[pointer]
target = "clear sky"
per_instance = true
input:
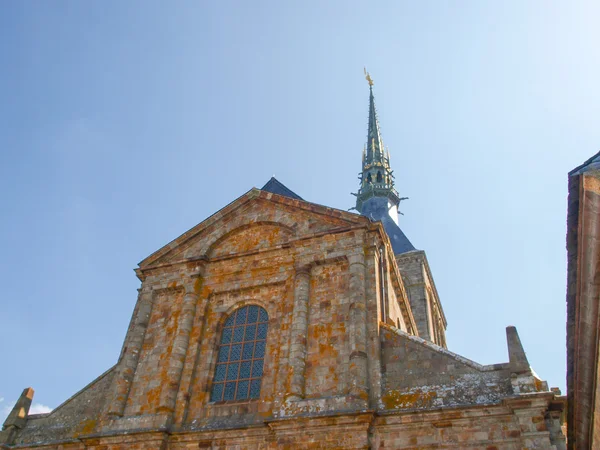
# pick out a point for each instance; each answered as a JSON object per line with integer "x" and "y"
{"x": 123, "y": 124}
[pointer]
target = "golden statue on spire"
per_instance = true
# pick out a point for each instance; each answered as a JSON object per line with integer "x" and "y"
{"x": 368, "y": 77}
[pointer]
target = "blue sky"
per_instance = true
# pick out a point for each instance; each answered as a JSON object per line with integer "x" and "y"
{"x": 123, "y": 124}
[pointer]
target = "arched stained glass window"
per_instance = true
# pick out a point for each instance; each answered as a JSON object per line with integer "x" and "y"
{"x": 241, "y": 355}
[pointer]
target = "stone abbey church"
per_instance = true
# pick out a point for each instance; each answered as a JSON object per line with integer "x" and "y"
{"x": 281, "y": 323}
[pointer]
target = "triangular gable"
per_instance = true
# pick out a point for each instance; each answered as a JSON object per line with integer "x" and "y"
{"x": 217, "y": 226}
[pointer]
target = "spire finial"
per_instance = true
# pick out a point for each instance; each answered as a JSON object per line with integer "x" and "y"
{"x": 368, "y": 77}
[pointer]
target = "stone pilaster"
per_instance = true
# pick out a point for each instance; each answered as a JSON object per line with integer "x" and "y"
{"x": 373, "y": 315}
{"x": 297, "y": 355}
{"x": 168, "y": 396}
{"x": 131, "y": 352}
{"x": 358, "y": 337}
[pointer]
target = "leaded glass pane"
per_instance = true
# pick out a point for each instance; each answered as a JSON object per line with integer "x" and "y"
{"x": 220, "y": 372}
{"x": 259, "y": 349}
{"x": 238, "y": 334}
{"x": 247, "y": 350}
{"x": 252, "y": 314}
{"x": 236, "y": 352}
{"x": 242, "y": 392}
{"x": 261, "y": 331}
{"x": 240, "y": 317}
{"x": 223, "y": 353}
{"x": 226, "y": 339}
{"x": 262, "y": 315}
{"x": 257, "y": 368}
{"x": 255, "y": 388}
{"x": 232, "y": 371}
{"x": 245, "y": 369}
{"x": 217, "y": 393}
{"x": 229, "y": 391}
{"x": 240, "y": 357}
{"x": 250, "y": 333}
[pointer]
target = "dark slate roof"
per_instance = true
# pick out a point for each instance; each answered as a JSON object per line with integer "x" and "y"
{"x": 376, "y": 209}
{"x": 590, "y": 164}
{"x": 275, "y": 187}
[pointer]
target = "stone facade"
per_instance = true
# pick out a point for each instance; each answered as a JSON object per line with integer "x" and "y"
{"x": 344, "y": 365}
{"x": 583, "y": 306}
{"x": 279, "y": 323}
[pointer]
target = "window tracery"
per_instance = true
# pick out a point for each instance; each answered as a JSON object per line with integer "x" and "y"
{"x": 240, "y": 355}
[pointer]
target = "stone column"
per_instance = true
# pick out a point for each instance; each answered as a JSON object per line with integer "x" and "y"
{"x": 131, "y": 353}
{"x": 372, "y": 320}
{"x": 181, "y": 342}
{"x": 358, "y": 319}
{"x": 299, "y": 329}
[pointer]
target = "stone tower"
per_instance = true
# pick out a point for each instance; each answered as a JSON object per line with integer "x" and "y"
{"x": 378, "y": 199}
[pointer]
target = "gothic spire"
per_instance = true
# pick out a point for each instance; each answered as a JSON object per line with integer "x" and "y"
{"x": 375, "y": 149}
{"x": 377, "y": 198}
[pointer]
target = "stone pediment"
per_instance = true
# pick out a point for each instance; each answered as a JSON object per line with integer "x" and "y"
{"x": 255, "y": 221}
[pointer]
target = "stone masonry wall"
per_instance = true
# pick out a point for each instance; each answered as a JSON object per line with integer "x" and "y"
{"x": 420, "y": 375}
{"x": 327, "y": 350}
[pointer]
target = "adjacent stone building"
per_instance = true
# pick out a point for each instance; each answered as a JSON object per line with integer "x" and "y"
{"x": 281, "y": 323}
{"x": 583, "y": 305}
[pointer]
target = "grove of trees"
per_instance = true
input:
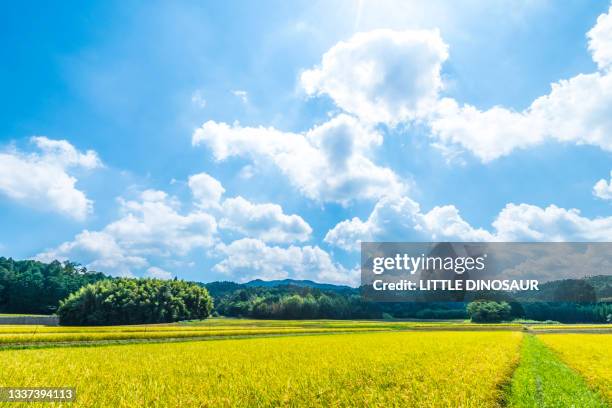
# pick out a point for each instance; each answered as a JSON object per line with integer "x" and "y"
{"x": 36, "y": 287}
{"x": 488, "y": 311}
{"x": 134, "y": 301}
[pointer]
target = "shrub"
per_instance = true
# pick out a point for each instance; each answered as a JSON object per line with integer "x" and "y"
*-*-*
◆ TASK TO COMPLETE
Output an exact copy of the material, with the pictures removed.

◆ FINAL RESULT
[pointer]
target = "clear sky"
per_instance = true
input:
# pick out a point for each instance; each answered as a JSON object per line with integer "x" and "y"
{"x": 123, "y": 124}
[pointer]
target = "golden statue on spire"
per_instance = true
# pick out a point for each instance; each answered as a JSON object per line with integer "x" and "y"
{"x": 368, "y": 77}
[pointer]
target = "blue sky"
per_instance = true
# pick out a point for each instance; each answered as a JSON object per line with integer "x" and "y"
{"x": 123, "y": 124}
[pointer]
target = "arched stained glass window"
per_instance = true
# pick out a point for each instance; each answered as a JSON object per line with integer "x" and "y"
{"x": 241, "y": 355}
[pointer]
target = "stone abbey church"
per_instance = true
# pick out a point for each instance; each answered as a JSON object per line with integer "x" and "y"
{"x": 281, "y": 323}
[pointer]
target = "triangular gable"
per_instance = true
# pick out a point for each instance; each answered as a JSON object per line with integer "x" and "y"
{"x": 217, "y": 226}
[pointer]
target = "spire finial"
per_instance = true
# pick out a point for each instance; each answered as a JSON object per line with integer "x" and "y"
{"x": 368, "y": 77}
[pointer]
target = "stone pilaster"
per_instance = true
# pick out a point for each instance; each answered as a JSON object per line with integer "x" and "y"
{"x": 373, "y": 315}
{"x": 297, "y": 355}
{"x": 168, "y": 396}
{"x": 131, "y": 352}
{"x": 358, "y": 337}
[pointer]
target = "leaded glass pane"
per_instance = true
# pick out a point for each instance; each answered as a JSON object per line with integer "x" and "y"
{"x": 220, "y": 372}
{"x": 259, "y": 349}
{"x": 238, "y": 334}
{"x": 247, "y": 350}
{"x": 252, "y": 314}
{"x": 236, "y": 352}
{"x": 242, "y": 392}
{"x": 261, "y": 331}
{"x": 240, "y": 317}
{"x": 223, "y": 353}
{"x": 226, "y": 339}
{"x": 262, "y": 315}
{"x": 257, "y": 368}
{"x": 255, "y": 388}
{"x": 232, "y": 371}
{"x": 245, "y": 369}
{"x": 217, "y": 393}
{"x": 229, "y": 391}
{"x": 240, "y": 357}
{"x": 250, "y": 333}
[pointer]
target = "dark slate roof"
per_instance = true
# pick out a point for each instance; each answered as a JSON object per line with integer "x" and "y"
{"x": 376, "y": 209}
{"x": 590, "y": 164}
{"x": 275, "y": 187}
[pointer]
target = "stone facade"
per_instance = true
# pick out a point for each instance; each answered as a JSON object per line with integer "x" and "y"
{"x": 344, "y": 365}
{"x": 583, "y": 306}
{"x": 279, "y": 323}
[pointer]
target = "window tracery"
per_instance = true
# pick out a point for each instance; each answered as a JSON object per line with integer "x" and "y"
{"x": 240, "y": 355}
[pointer]
target = "stone column"
per_instance = true
# pick out a point for each instance; each answered as a JSON object per line with integer "x" and "y"
{"x": 131, "y": 353}
{"x": 372, "y": 320}
{"x": 181, "y": 342}
{"x": 358, "y": 319}
{"x": 299, "y": 329}
[pointer]
target = "stone tower"
per_instance = true
# pick out a point for each instance; each answered as a JSON object per line with integer "x" and "y"
{"x": 378, "y": 199}
[pointer]
target = "gothic spire"
per_instance = true
# pick out a point for each instance; each answered as a JSON object per line with integer "x" and "y"
{"x": 375, "y": 149}
{"x": 377, "y": 198}
[pointer]
target = "stone pediment"
per_instance = true
# pick out a point for each instance; each answered as a JSON object per line with integer "x" and "y"
{"x": 255, "y": 221}
[pointer]
target = "stone masonry wall"
per_instance = true
# pick out a point for each instance; each answered as a JSON object per line with integer "x" and "y"
{"x": 420, "y": 375}
{"x": 327, "y": 350}
[pointer]
target = "adjacent stone building"
per_instance = true
# pick out a point for each instance; each answered as a JSON object per line with integer "x" and "y"
{"x": 281, "y": 323}
{"x": 583, "y": 305}
[pointer]
target = "grove of trees"
per_instance = true
input:
# pick out a point for each instance; each answered as a JSON object per line with integer "x" and "y"
{"x": 36, "y": 287}
{"x": 488, "y": 311}
{"x": 134, "y": 301}
[pointer]
target = "shrub"
per_instance = true
# pick out a point for each instance; each answered as a JSON object per line with integer "x" and "y"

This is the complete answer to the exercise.